Point annotations for photos
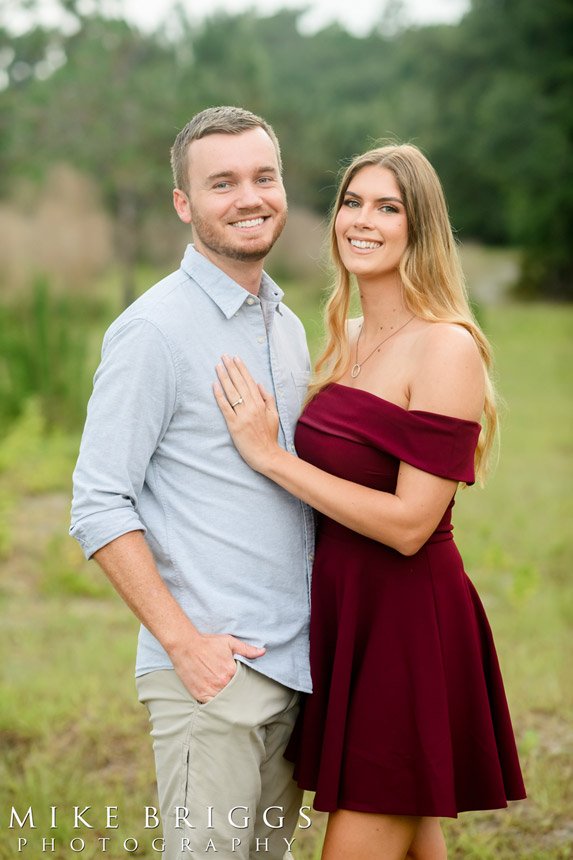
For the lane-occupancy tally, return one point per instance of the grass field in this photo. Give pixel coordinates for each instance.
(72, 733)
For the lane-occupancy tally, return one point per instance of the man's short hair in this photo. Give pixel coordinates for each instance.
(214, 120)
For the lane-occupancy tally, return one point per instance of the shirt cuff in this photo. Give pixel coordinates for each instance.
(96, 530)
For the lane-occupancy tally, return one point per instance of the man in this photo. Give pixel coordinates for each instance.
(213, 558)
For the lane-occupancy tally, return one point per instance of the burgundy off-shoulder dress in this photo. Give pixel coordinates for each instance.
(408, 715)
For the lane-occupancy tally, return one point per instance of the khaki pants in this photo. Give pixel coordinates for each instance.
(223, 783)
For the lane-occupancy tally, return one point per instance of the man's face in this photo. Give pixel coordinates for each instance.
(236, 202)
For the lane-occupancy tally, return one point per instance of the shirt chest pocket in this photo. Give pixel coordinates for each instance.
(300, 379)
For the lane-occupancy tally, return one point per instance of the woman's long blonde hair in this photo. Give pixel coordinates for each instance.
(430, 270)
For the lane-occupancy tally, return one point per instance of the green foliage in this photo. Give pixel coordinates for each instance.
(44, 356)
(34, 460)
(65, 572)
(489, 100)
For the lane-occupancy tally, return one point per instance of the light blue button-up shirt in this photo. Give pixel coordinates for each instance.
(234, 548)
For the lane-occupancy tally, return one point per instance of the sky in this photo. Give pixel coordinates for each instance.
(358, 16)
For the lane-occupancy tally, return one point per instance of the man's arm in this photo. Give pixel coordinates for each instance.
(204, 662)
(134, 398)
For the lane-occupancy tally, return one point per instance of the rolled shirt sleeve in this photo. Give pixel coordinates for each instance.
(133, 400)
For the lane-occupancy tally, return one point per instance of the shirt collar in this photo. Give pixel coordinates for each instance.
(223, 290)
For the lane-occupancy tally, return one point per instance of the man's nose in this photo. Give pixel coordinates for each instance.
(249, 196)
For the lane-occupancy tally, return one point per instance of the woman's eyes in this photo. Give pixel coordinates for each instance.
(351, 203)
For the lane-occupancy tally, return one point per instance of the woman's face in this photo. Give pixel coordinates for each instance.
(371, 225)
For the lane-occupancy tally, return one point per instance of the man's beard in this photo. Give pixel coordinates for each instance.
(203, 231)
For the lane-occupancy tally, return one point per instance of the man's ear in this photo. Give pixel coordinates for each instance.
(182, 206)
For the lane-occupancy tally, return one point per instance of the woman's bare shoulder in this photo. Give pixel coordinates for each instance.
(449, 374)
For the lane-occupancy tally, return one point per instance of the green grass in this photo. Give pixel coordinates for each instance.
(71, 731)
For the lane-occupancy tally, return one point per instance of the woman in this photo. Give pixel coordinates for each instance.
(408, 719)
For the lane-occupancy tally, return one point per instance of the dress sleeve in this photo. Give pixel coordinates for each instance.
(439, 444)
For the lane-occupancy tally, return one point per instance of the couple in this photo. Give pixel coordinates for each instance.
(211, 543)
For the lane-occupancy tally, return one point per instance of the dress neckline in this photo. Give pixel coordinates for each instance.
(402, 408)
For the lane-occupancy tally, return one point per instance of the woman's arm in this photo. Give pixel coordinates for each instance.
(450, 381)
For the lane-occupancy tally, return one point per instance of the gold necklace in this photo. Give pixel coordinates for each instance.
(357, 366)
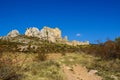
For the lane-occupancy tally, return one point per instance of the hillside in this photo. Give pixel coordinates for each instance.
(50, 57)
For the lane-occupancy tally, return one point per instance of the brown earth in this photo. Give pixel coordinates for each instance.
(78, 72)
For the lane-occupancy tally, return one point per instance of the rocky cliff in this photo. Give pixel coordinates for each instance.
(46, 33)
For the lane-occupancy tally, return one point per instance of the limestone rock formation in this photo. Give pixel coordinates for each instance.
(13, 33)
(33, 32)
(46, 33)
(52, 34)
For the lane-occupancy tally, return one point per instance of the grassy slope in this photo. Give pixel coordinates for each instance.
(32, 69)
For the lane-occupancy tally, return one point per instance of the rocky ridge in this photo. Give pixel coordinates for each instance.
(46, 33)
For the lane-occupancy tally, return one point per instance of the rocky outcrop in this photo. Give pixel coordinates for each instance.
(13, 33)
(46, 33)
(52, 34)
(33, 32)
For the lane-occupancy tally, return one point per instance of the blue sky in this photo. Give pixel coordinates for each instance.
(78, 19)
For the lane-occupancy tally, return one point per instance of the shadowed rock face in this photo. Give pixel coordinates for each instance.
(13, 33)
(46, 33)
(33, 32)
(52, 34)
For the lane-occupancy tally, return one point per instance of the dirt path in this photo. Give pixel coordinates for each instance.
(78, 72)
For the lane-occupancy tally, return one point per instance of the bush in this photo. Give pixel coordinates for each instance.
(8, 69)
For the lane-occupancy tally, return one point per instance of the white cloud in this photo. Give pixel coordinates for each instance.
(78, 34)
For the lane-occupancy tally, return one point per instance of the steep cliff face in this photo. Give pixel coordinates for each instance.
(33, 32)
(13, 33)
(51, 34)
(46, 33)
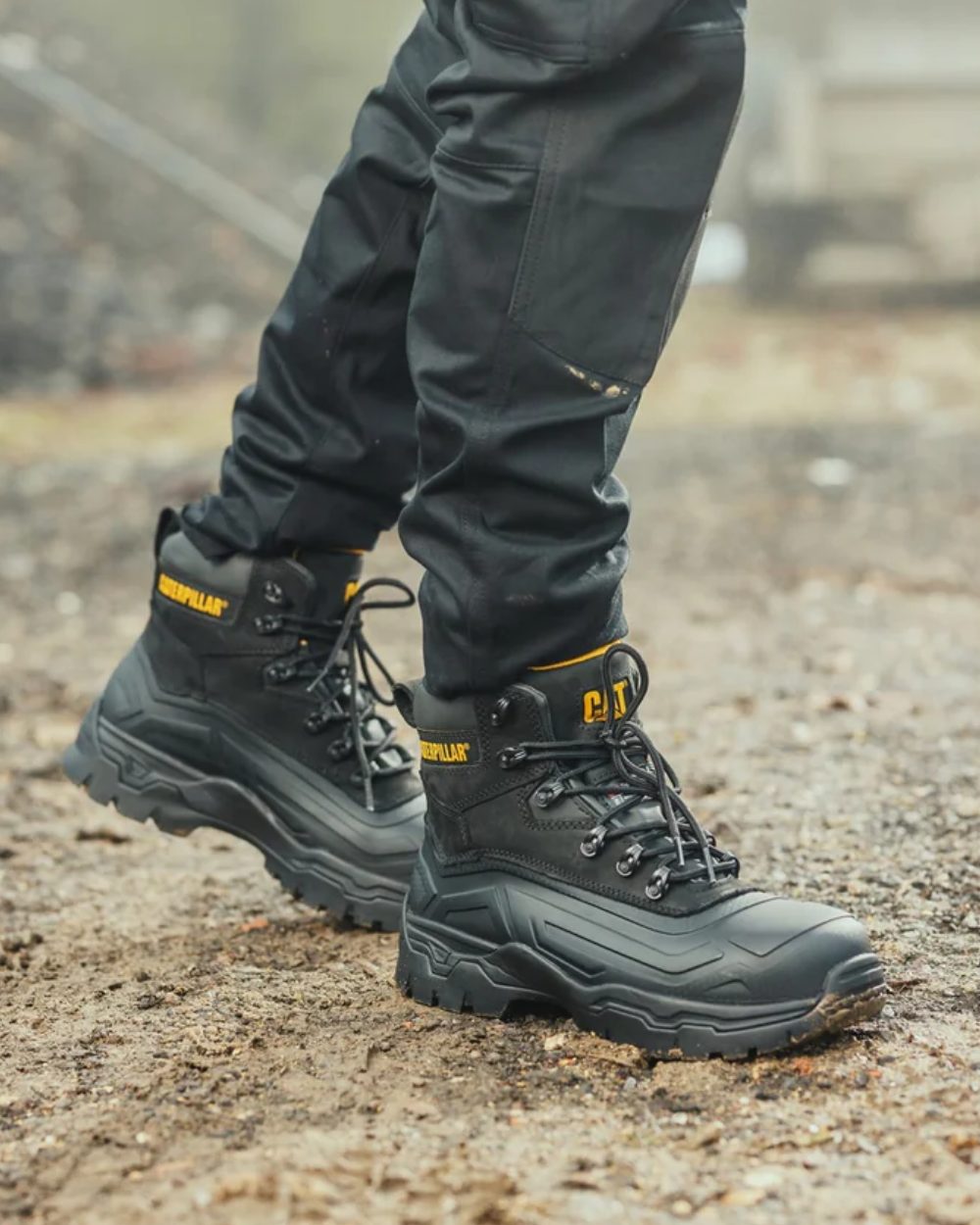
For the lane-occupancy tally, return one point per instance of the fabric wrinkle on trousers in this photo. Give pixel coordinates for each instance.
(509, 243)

- Do this -
Copy every line of the entries above word for word, but leave out the pictures.

- Task answer -
For the lane-occupancy tally, return one point per instance of the grass field in this photo. Give pixel coordinates for each instance.
(72, 733)
For the lane-occupancy tally, return one point per instance of the man's short hair in this photo. Give pixel coordinates for each instance.
(214, 120)
For the lane-occupancy tally, return one point per instance of the shirt cuff in this photo. Give pixel coordinates for each instance.
(96, 530)
For the lane-occupancy tally, return one point per instance of the man in this photo. Give pixel coordinates for each instance.
(213, 558)
For the lane-occupancy tally, return one point per instance of the burgundy off-shoulder dress in this photo. Give pixel coordinates for each instance.
(408, 715)
For the lane-occupancy tally, return one point per instance of the khaki pants in this photo. Give pixel coordinates for each instance.
(223, 783)
For the lane-occupancy tally, return one point per instance of the man's face in this photo. Give pixel coordinates for each instance.
(236, 202)
For the lane-occupancy tally, return one point per instance of the shirt chest pocket in this photo. Give pixel coordinates for each instance.
(300, 379)
For the lane-occupancy tally, return one point per instance of the woman's long blonde hair in this photo. Give pixel coordinates for each instance.
(430, 270)
For the lane-occupancy tally, return one point per instance of the green foliage in this photo. Give pixel coordinates for each instance.
(44, 356)
(34, 460)
(65, 572)
(489, 100)
For the lane-occupancy tally, return one point per instance of the light blue button-up shirt in this photo. Give pixel coordinates for each instance.
(234, 548)
For the lane-occupancy tally, return one point per instance of the sky in this photo. Give pixel coordinates for each instance.
(358, 16)
For the lane-occupancy tally, return one point per instance of the man's arm in this photo. Give pixel coordinates for each instance.
(204, 662)
(134, 398)
For the lane-occupancy tally, return one point per instance of the rolled shirt sleeve in this photo. Give pixel coordinates for each instance.
(133, 400)
For the lane-occupancy tally, return one point per instance of the shirt collar in this photo. Give pixel coordinates for each instance.
(223, 290)
For the lane-occupancy tally, return one point per instance of the man's nose in this photo. Give pixel coordinates for each instance.
(249, 196)
For the lane-occupancy tally, return one point per instance of the woman's eyes in this photo. Give pixel coordinates for each instance.
(351, 203)
For the lane-occupancy tally, return one point per instance of the woman's face in this photo. Give pixel coordinates for each instance.
(371, 225)
For the lane-occupancy tally, return one point per instance of the man's beard in this photo. Give pixel coordinates for each instance.
(203, 231)
For the lane-occupancy tally, return one point per instance of the man's ear in this photo. Give pixel coordinates for each instance.
(182, 206)
For the lane-occupancy tally, return one point per instance of the woman's bare shoulder in this photo. Give pixel coordinates for each instance.
(449, 374)
For the lane-occupancy tally, return one point per instance of the green grass in this photo. Give pixel coordinates for each instance.
(71, 731)
For the lane-occupancy tally, return one point per instance of the woman in this photo. Give pixel coordinates for each instance.
(408, 719)
For the lane-occupancy tally, return one point per instance of the dress sleeve in this photo. Give pixel coordinates for each instance.
(439, 444)
For the lane-occupancy tally, return one point per instance of the couple in this photo. Give pixel coordinates for each instance.
(211, 543)
For the lane-occupancy tally, return one point per instance of the dress neckline in this photo. Give pixel coordinates for each instance.
(402, 408)
For the lane-occupancy tally, return one point per instance of the woman's arm in this photo. Give pixel coordinates for each instance.
(450, 381)
For the lane-occupancy tally, return one point per instance of the gold necklace in this photo. Give pixel coordinates for each instance.
(357, 366)
For the lane-occupancy tally, return one point per instance of the hillside in this photo. Give pixel coordinates for each instance.
(50, 57)
For the lane-occupancy tally, return one point per instance of the brown earth in this photo. Give pixel coordinates for each instance.
(78, 72)
For the lane-occupancy tally, return one point per instance of the rocky cliff in this photo. Give pixel coordinates for each instance.
(46, 33)
For the lane-occupancy tally, return one point per instance of the limestone rock formation in this photo. Give pixel coordinates for each instance.
(13, 33)
(33, 32)
(46, 33)
(52, 34)
For the lane-occupancy tally, return one point per instance of the grassy slope in this photo. Give pixel coordinates for each instance.
(32, 69)
For the lane-occupancy tally, return one point per instance of the rocky ridge in this photo. Give pixel coordinates for each instance.
(46, 33)
For the lane-occupancy tally, return one point per instance of the rocky outcrop in this photo. Give pixel coordinates for each instance.
(13, 33)
(46, 33)
(52, 34)
(33, 32)
For the lane-occupancy tally, return one point per instance of the blue sky in this photo. Give pixel coordinates for each instance.
(78, 19)
For the lane-occupancy tally, return one point per instance of the shadowed rock face in this photo. Give pixel coordinates for each instance.
(13, 33)
(46, 33)
(33, 32)
(52, 34)
For the lane-occupancy tally, return one point per instance of the dirt path in this photo. Give pixel coordinates for each instance.
(78, 72)
For the lane-occupancy tally, return one point per instance of the bush in this photo. Give pixel coordinates for each instance.
(8, 69)
For the lane-occupancy tally, return one point per instance of the white cloud in this photo. Give pixel coordinates for each instance.
(78, 34)
For the lane-occupancy tally, return one point per instance of the steep cliff face in this photo. Give pixel coordinates for each instance.
(33, 32)
(13, 33)
(51, 34)
(46, 33)
For the lane-occupancy tally, return one point per instance of the fabric wrinkle on trousers in this photo. Give pixel coordinates for each instance.
(509, 243)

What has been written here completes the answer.